### Set problem
Write out the whole of the material exactly.

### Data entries
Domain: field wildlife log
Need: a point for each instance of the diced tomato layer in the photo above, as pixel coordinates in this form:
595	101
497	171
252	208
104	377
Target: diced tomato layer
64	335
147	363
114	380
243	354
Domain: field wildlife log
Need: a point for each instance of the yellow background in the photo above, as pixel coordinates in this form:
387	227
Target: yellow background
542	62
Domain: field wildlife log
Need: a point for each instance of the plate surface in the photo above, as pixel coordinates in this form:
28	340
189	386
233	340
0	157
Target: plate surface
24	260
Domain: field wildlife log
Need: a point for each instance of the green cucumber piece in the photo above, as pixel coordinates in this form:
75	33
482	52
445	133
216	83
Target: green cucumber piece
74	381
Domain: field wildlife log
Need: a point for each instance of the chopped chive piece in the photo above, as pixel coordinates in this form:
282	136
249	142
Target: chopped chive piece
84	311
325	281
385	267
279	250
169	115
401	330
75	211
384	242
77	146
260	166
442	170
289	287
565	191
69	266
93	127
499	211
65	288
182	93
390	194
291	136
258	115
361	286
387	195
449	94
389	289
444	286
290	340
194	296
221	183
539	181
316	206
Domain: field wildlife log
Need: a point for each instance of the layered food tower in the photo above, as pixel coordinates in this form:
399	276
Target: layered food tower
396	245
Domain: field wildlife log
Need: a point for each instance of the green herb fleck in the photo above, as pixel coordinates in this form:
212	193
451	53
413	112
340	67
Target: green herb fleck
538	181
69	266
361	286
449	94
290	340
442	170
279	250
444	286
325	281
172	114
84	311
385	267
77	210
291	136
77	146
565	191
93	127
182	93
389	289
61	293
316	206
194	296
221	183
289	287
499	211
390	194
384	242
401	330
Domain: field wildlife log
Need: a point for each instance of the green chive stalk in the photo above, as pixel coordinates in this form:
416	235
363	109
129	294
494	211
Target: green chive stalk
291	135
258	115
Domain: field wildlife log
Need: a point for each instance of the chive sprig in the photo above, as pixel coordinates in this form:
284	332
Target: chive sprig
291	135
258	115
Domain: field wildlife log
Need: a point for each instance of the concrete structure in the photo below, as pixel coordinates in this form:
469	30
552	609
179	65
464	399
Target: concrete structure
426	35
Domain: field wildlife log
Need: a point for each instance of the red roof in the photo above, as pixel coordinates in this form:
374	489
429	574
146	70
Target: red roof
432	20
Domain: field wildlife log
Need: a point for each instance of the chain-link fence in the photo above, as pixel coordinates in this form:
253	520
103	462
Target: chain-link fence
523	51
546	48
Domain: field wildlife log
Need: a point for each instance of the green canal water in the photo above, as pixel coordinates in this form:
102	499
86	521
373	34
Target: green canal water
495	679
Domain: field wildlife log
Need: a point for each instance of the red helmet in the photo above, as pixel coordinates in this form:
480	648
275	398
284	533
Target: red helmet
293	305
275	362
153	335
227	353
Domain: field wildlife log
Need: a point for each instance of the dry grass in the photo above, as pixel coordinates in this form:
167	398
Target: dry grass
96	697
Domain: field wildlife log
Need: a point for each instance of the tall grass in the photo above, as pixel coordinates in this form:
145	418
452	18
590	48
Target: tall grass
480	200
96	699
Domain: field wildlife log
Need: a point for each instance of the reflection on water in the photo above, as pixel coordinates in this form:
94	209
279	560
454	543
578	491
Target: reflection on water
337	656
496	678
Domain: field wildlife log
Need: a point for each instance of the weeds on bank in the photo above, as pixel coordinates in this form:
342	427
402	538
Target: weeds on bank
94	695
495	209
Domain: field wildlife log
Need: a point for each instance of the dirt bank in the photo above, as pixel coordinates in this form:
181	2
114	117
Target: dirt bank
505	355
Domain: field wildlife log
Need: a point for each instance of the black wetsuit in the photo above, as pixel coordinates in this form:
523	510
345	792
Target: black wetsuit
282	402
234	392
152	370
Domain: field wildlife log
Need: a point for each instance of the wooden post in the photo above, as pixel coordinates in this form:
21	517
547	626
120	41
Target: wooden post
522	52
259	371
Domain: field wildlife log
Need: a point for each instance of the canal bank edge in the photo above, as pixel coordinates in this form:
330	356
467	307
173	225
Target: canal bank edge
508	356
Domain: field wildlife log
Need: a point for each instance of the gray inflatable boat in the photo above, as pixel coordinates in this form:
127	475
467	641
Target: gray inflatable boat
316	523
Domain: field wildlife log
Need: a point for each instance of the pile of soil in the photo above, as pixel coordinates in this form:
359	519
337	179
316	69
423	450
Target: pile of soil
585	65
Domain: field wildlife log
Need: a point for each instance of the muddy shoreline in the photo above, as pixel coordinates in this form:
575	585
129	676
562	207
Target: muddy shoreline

### The answer
Domain: field wildlife log
Need: a point for each instance of the diced tomato layer in the photo above, as pixel coordinates in this form:
595	101
497	171
252	208
104	377
Target: diced tomato layer
64	335
147	363
114	380
243	354
Domain: field wildlife log
Need: a point for each instance of the yellow background in the photo above, as pixel coordinates in this form:
387	227
Target: yellow background
542	62
Domain: field wildlife log
Need: a point for each instance of the plate surface in the photo above, as pixel coordinates in this form:
28	340
189	386
233	340
0	157
Target: plate surface
24	260
Domain: field wildlife log
Need: a point for each instance of the green cucumber piece in the photo above, as pixel coordinates in this form:
75	33
482	52
445	133
216	83
Target: green cucumber piece
74	381
Domain: field wildlife log
Need: a point for each instance of the chopped chive piece in the photo above, as pixel coordinates in this form:
282	136
249	142
Target: chopped chive piece
84	311
325	281
385	267
279	250
169	115
401	330
75	211
384	242
77	146
260	166
442	170
289	287
565	191
69	266
93	127
499	211
65	288
182	93
390	194
291	136
258	115
361	286
387	195
449	94
389	289
444	286
290	340
194	296
221	183
539	181
316	206
Domain: field wildlife log
Need: a point for each instance of the layered food tower in the photo above, as pixel coordinates in this form:
399	276
Target: layered food tower
396	245
Domain: field wildlife log
Need: a point for each instance of the green herb fleck in the photo above, as pixel coordinates in this form:
212	193
451	53
413	112
340	67
Target: green herb fleck
538	181
69	266
361	286
449	94
290	340
442	170
279	250
444	286
325	281
172	114
84	311
385	267
77	210
291	136
77	146
565	191
93	127
182	93
389	289
61	293
316	206
194	296
221	183
289	287
499	211
390	194
384	242
401	330
Domain: field wildlife log
Need: a point for each instance of the green chive stalk in the photo above, as pixel coordinates in this form:
416	235
363	109
129	294
494	211
Target: green chive stalk
291	135
258	115
Domain: field wildlife log
Need: a point for each instance of the chive sprig in the photo above, as pixel coordinates in this form:
284	332
Target: chive sprig
291	135
258	115
Domain: field wildlife log
Need: a point for each instance of the concrete structure in the photo below, as pixel coordinates in this form:
469	30
552	609
179	65
464	399
Target: concrete structure
426	35
Domain: field wildlife log
Need: a point for each instance of the red roof in the photo above, as pixel coordinates in this form:
374	489
429	574
146	70
Target: red roof
432	20
Domain: field wildlife log
Need: a point for each instance of the chain-link fence in the photo above, as pixel coordinates in this form:
253	520
103	462
Target: chain-link fence
523	51
546	48
Domain: field wildlife log
Need: a point for each instance of the green canal water in the photo above, as pixel coordinates in this form:
102	499
86	521
373	34
Target: green canal water
495	679
Domain: field wildlife log
Need: a point for each instance of the red helmet in the photo above, as pixel coordinates in this form:
480	648
275	398
284	533
Target: red helmet
293	305
275	362
153	335
227	353
Domain: field wildlife log
Need: a point for each instance of the dry grass in the photo above, as pixel coordinates in this form:
167	398
Target: dry grass
96	697
Domain: field wildlife log
Need: a point for each instance of the tall grass in the photo above, as pixel coordinates in this form:
145	418
452	18
590	48
Target: tall grass
480	200
96	699
Domain: field wildlife log
Need: a point for each instance of the reflection on water in the photo above, as pixel coordinates in this form:
94	209
279	560
454	543
578	491
Target: reflection on water
337	656
496	678
Domain: field wildlife log
Need: a point for each instance of the weeds on bank in the photo above, as pixel coordinates in this form:
342	427
402	538
Target: weeds on bank
94	695
495	209
Domain: field wildlife log
Need: a point for each instance of the dirt bank in the photo above, as pixel coordinates in this form:
181	2
114	117
Target: dirt bank
505	355
Domain: field wildlife log
Need: a point for each instance of the black wetsuit in the photo above, as pixel coordinates in this form:
523	510
345	792
Target: black wetsuit
282	402
234	392
152	370
Domain: field wildlife log
Need: a point for each instance of the wooden post in the photo above, as pixel coordinates in this form:
21	517
547	626
120	41
Target: wooden post
522	52
259	371
Domain: field wildlife log
Need: a point for each instance of the canal bank edge in the photo above, as pixel coordinates in this form:
330	356
467	307
173	225
Target: canal bank edge
508	356
Domain: field wildlife log
Need: a point for each instance of the gray inflatable boat in the photo above, as pixel coordinates in this form:
127	475
467	641
Target: gray inflatable boat
316	523
Domain: field wildlife log
Need: a point for each instance of the pile of soil in the photo above, as pixel coordinates in this form:
359	519
337	179
316	69
423	450
Target: pile of soil
585	65
Domain: field wildlife log
Need: a point for each instance of the muddy shoreline in the photo above, as pixel coordinates in this form:
575	585
129	676
562	207
Target: muddy shoreline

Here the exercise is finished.